_EXCERPT:_
— Begin —
As motivated earlier, the input to our workflow is a collection of candidate materials possessing nonpolar-polar structure pairs. There are several methods that can be used to create candidate nonpolar-polar structure pairs. For example, one can apply a polar distortion to an existing nonpolar structure or create a hypothetical nonpolar reference structure for an existing polar structure. In this work, to classify a material as a ferroelectric candidate, we require both nonpolar and polar structures to be present in the database. As shown below, even this direct approach provides new candidate materials, previously overlooked as ferroelectrics. Future studies may choose to relax this requirement to identify a greater number of promising materials.

To search for compatible nonpolar-polar structure pairs in the Materials Project dataset, we first select compounds possessing nonpolar and polar structures with space groups which are related by a group-subgroup relation. Note that in principle the same compound may display more than one ferroelectric structural transition, and therefore have more than one nonpolar-polar symmetry pair. For each of these pairs, we require that the number of sites in the nonpolar structure is less than or equal to the number of sites in the polar structure. We perform this initial query using pymatgen, spglib, and the Materials Project API^37,53–55. We provide the number of nonpolar-polar structures pairs resulting from this query in the top box of Table 1.

At the time of this search, the Materials Project database had approximately 67,000 structures, approximately 15,000 of which are polar. We find approximately 17,000 nonpolar-polar structure pairs related via group-subgroup space group relations. This number is large, in part, because the same polar structure may be paired with multiple possible nonpolar reference structures, and vice versa. This number is also large because the requirement that the polar structure is in a subgroup of the nonpolar space group is a much weaker requirement than the polar structure belongs to an isotropy subgroup of the nonpolar structure–which we check later in the workflow. These roughly 17,000 pairs contain approximately 1,600 of the approximately 10,000 distinct polar compositions in the Materials Project database. The remaining polar compositions in the Materials Project do not have symmetry compatible nonpolar structures within the same composition present in the database. We note that it is possible to propose hypothetical nonpolar reference structures for polar candidates using group theoretic methods or by relaxing the symmetry tolerance between nonpolar-polar distortions^7–9,16; this is left for future work.

Naming conventions

We adopt the pymatgen alphabetical_formula method for the Composition class (with spaces and 1 s removed) to output consistent formulas for our candidates. We note that this method orders elements in such a way that does not match conventions in the literature. For example, we use O₃ PbTi where the standard in the literature is PbTiO₃. Compositions printed by pymatgen also differ from those used in mineralogy, such as for boracite, lawsonite and many other minerals in our dataset. In our datafiles, we also provide formula name output using the pymatgen reduced_formula method for the Composition class, which sorts elements by electronegativity.
— End —
_SUPPLIED MATERIAL:_
— Begin —
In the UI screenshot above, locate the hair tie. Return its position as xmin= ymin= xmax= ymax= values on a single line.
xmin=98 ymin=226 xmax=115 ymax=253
— End —
_YOUR TASKS:_
1. Translate this sentence from the excerpt into German: "At the time of this search, the Materials Project database had approximately 67,000 structures, approximately 15,000 of which are polar."
2. Reproduce the passage of the excerpt that begins at the words "Naming conventions" and stops after "elements by electronegativity.".

_TASK RESULTS:_
1. Zum Zeitpunkt dieser Suche umfasste die Datenbank des Materials Project etwa 67.000 Strukturen, von denen etwa 15.000 polar sind.

2.
Naming conventions

We adopt the pymatgen alphabetical_formula method for the Composition class (with spaces and 1 s removed) to output consistent formulas for our candidates. We note that this method orders elements in such a way that does not match conventions in the literature. For example, we use O₃ PbTi where the standard in the literature is PbTiO₃. Compositions printed by pymatgen also differ from those used in mineralogy, such as for boracite, lawsonite and many other minerals in our dataset. In our datafiles, we also provide formula name output using the pymatgen reduced_formula method for the Composition class, which sorts elements by electronegativity.